![##common.pageHeaderLogo.altText##](https://smw.ch/public/journals/1/pageHeaderLogoImage_en_US.jpg)
BACKGROUND: When Cox regression models are used to analyse time-to-event data, the proportional hazard assumption (PHA) must be reassured to obtain valid results. Transparent reporting of the statistics used is therefore essential to interpret research. This study aimed to assess the quality of statistical reporting and testing of the PHA in subgroup analysis of surgical randomised controlled trials (RCTs).
METHODS: All published articles (see appendix 1) in the top quartile (25%) of surgical journals from 2019 to 2021 were screened in a literature review according to the ClarivateTM journal citation report impact factor. Subgroup analyses of surgical RCT data that used Cox models were identified. Statistical reporting was rated using a previously established 12-item PHA Reporting Score as our primary endpoint. For original surgical publications, the PHA was formally tested on reconstructed time-to-event data from Kaplan-Meier estimators. Methodological reporting quality was rated according to the CONSORT statement. Digitalisation was only possible in studies where a Kaplan-Meier estimator including numbers at risk per time interval was published. All results from the subgroup analyses were compared to primary surgical RCT reports and benchmark RCTs using Cox models published in the New England Journal of Medicine and The Lancet.

EXERCISE INSTRUCTIONS:
**1.** According to the abstract, what served as the study's primary endpoint?
**2.** Decide whether each statement agrees with the abstract, answering yes or no and quoting the words that settle it. (a) The screened articles were published from 2019 to 2021. (b) Methodological reporting quality was rated according to the PRISMA statement. (c) Digitalisation was possible for every screened study.
**3.** Copy the abstract starting with "BACKGROUND: When Cox" and going on through "controlled trials (RCTs).", substituting "crucial" for "essential".

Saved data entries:
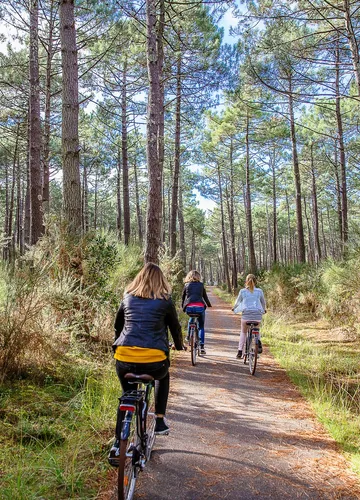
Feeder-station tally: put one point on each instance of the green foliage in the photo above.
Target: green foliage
(55, 436)
(331, 290)
(327, 374)
(297, 286)
(60, 300)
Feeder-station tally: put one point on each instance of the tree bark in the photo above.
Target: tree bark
(274, 240)
(138, 207)
(251, 248)
(36, 226)
(181, 227)
(353, 43)
(223, 231)
(155, 131)
(232, 218)
(124, 151)
(118, 196)
(297, 181)
(315, 208)
(175, 184)
(46, 160)
(344, 208)
(70, 118)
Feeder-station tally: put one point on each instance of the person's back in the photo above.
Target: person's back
(141, 340)
(251, 304)
(194, 293)
(252, 300)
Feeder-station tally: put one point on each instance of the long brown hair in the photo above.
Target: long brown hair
(192, 276)
(150, 283)
(250, 282)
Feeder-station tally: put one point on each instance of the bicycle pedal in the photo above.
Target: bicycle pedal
(114, 462)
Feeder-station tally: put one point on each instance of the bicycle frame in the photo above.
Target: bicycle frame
(136, 440)
(193, 327)
(252, 345)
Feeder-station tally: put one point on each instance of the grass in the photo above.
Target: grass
(325, 369)
(54, 436)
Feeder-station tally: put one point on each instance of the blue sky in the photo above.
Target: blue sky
(228, 21)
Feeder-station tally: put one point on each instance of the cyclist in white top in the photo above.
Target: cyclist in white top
(251, 303)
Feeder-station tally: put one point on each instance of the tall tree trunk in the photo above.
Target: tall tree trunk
(251, 248)
(18, 217)
(46, 159)
(353, 43)
(273, 169)
(175, 183)
(6, 215)
(96, 212)
(138, 207)
(192, 255)
(338, 189)
(297, 181)
(270, 251)
(155, 131)
(345, 229)
(310, 245)
(315, 208)
(10, 243)
(124, 150)
(232, 218)
(85, 196)
(181, 227)
(70, 118)
(223, 230)
(35, 128)
(118, 196)
(325, 253)
(289, 228)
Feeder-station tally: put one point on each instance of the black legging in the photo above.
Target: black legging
(160, 372)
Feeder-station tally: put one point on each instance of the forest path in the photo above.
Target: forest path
(235, 436)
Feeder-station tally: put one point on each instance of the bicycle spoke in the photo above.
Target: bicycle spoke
(193, 349)
(253, 353)
(126, 473)
(150, 425)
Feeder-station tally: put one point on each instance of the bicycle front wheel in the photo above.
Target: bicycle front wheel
(253, 353)
(193, 348)
(246, 353)
(150, 425)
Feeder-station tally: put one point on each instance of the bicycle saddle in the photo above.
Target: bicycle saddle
(138, 378)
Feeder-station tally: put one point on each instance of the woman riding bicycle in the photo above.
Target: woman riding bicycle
(251, 303)
(141, 339)
(194, 294)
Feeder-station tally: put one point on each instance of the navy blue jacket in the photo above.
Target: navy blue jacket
(194, 291)
(144, 322)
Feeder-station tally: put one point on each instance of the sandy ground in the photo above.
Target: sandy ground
(237, 436)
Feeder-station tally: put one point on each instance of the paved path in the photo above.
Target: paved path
(234, 436)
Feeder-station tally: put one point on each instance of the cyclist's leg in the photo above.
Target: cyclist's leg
(201, 320)
(243, 332)
(188, 331)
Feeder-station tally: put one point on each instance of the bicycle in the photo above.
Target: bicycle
(194, 341)
(252, 345)
(194, 312)
(135, 429)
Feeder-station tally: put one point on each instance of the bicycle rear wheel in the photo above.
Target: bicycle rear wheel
(246, 354)
(253, 353)
(193, 348)
(150, 425)
(127, 472)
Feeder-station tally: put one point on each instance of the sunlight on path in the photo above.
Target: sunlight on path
(234, 436)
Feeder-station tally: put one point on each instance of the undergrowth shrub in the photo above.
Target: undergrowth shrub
(60, 299)
(297, 286)
(331, 290)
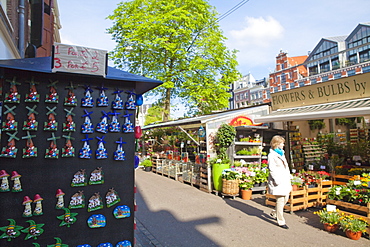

COMPLETED EXERCISE:
**1.** A previously established 12-item PHA Reporting Score, used to rate statistical reporting.

**2.**
(a) Yes: "from 2019 to 2021"
(b) No: "Methodological reporting quality was rated according to the CONSORT statement"
(c) No: "Digitalisation was only possible in studies where a Kaplan-Meier estimator including numbers at risk per time interval was published"

**3.**
BACKGROUND: When Cox regression models are used to analyse time-to-event data, the proportional hazard assumption (PHA) must be reassured to obtain valid results. Transparent reporting of the statistics used is therefore crucial to interpret research. This study aimed to assess the quality of statistical reporting and testing of the PHA in subgroup analysis of surgical randomised controlled trials (RCTs).